Report how many lines of the records contain the word "beak", giving only the number.

===== Extracted data =====

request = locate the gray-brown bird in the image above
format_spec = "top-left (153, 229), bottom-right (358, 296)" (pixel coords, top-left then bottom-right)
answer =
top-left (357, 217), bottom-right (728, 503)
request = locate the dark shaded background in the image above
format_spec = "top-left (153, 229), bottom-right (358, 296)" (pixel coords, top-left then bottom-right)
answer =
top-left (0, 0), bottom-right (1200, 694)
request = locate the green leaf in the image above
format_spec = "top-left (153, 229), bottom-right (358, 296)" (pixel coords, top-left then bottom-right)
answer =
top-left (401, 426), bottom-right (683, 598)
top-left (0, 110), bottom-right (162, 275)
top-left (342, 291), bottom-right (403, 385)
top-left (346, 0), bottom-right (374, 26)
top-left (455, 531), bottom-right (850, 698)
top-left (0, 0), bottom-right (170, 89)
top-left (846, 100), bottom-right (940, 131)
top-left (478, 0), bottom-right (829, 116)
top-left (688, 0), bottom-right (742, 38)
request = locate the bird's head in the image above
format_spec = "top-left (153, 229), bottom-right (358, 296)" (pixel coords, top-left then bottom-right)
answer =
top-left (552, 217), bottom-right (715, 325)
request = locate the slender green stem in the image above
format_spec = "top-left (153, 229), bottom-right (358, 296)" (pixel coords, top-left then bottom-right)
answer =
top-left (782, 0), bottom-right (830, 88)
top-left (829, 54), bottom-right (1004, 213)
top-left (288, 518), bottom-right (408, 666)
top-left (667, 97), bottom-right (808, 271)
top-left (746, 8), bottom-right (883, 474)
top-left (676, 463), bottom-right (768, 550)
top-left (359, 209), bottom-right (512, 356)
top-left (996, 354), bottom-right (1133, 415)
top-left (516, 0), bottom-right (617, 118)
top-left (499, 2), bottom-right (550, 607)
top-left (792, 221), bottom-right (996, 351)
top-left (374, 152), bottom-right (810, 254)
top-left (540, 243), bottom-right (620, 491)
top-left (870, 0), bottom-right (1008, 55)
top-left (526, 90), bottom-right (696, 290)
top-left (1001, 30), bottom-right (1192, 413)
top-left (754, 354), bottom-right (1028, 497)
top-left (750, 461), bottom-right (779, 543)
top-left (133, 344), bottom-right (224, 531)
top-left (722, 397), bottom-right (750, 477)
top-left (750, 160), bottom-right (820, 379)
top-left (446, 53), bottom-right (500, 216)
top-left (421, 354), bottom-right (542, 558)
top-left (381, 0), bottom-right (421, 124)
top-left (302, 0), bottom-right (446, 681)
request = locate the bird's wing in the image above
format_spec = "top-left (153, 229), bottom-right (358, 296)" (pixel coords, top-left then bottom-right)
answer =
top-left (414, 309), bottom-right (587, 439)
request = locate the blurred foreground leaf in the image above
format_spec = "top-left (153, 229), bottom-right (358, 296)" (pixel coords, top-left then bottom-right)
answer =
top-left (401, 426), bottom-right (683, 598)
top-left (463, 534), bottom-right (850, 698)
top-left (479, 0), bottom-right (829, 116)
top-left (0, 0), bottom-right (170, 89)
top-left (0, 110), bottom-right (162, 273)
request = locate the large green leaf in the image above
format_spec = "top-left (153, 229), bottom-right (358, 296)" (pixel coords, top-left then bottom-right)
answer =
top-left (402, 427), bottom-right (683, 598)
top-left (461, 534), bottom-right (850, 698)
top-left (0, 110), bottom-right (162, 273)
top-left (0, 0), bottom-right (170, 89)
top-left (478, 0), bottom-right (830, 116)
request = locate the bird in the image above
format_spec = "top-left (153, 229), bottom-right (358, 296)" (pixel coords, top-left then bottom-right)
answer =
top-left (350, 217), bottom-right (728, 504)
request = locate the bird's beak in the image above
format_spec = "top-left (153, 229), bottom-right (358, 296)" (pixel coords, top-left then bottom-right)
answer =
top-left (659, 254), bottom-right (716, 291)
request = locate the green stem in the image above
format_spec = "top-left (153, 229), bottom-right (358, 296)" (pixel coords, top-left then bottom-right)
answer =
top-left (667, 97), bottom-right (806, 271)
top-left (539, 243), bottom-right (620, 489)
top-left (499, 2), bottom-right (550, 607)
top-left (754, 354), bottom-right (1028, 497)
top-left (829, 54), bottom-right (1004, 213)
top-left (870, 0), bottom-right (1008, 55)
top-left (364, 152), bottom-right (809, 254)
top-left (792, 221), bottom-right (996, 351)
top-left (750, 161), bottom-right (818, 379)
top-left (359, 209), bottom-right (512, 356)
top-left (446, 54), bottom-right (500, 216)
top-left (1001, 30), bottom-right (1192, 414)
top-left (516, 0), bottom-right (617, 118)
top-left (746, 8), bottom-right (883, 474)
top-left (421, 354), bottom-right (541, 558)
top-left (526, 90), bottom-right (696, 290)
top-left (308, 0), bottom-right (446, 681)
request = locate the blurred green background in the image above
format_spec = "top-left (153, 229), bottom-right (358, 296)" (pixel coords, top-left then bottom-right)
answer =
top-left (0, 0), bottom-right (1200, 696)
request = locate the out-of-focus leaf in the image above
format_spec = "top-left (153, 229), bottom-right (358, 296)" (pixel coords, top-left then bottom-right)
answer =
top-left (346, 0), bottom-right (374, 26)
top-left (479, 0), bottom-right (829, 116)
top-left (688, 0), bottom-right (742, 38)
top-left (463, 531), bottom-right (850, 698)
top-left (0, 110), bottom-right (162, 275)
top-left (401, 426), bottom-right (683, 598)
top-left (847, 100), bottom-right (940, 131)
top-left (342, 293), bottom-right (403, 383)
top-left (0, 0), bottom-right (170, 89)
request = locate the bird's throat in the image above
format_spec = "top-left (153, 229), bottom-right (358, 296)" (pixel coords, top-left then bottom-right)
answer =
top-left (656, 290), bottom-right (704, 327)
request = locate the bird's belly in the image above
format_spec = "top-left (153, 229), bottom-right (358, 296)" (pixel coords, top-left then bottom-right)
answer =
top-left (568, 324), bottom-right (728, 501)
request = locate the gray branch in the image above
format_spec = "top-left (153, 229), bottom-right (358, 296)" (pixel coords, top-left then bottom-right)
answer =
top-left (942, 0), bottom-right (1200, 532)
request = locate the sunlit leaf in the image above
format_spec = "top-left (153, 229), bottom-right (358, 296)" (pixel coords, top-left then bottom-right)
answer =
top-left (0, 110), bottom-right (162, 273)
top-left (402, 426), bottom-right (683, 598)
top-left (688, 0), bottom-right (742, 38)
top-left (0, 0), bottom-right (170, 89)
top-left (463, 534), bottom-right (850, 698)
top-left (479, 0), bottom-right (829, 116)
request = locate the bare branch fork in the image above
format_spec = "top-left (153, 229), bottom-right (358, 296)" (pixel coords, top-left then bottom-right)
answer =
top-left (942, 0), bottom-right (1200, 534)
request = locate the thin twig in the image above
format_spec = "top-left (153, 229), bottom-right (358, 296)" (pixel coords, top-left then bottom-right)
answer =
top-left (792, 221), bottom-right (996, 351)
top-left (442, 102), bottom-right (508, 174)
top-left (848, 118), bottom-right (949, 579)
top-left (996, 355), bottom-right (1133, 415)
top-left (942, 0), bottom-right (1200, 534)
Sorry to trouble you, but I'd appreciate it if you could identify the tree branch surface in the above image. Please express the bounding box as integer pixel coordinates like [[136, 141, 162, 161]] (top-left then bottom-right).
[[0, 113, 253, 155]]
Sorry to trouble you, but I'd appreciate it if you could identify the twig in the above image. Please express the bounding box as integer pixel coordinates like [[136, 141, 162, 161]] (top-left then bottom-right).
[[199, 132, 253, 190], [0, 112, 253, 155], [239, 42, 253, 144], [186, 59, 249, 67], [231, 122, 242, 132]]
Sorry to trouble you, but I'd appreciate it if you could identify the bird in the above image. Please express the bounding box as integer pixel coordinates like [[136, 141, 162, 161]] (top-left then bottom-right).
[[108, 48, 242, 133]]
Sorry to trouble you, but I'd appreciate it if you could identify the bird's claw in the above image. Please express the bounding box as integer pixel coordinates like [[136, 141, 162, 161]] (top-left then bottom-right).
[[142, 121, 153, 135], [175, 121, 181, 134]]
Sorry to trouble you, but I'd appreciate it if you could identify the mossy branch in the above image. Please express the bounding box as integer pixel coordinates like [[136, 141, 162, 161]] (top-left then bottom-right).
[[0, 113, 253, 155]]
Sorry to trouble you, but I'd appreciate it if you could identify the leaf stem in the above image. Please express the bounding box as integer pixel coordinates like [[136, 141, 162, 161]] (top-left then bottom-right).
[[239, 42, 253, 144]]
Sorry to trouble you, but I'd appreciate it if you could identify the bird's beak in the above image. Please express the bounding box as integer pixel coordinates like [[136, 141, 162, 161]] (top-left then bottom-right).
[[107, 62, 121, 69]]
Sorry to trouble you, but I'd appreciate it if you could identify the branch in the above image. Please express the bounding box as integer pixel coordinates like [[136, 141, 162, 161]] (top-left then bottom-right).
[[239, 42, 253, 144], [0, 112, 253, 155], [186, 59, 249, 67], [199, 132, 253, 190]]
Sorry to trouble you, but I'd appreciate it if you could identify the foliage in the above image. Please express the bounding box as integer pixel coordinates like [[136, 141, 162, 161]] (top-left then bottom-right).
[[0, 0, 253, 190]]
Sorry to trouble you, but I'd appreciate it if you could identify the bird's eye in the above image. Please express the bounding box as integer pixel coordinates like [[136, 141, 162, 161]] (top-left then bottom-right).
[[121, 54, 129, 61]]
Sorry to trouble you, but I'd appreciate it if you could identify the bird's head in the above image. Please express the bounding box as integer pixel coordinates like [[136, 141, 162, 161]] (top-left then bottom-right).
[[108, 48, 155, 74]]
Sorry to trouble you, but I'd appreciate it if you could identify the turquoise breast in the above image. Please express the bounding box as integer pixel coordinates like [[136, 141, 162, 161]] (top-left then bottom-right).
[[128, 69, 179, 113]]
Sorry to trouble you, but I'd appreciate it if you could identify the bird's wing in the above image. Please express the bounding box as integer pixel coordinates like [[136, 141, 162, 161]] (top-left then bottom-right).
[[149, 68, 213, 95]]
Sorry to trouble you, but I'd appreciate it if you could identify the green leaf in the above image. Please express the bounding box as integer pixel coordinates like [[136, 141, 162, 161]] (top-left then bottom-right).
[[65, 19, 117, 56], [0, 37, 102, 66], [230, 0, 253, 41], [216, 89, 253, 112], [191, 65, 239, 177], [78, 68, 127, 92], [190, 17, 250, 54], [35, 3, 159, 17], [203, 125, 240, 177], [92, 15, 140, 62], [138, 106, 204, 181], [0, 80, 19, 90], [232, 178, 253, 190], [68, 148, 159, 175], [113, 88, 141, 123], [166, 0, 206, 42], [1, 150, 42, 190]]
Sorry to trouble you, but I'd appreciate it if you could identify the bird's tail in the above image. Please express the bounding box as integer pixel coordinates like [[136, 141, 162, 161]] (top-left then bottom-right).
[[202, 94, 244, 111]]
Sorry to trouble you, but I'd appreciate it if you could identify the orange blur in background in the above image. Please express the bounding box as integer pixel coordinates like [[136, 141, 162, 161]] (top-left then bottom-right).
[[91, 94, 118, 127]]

=====

#### Solution below
2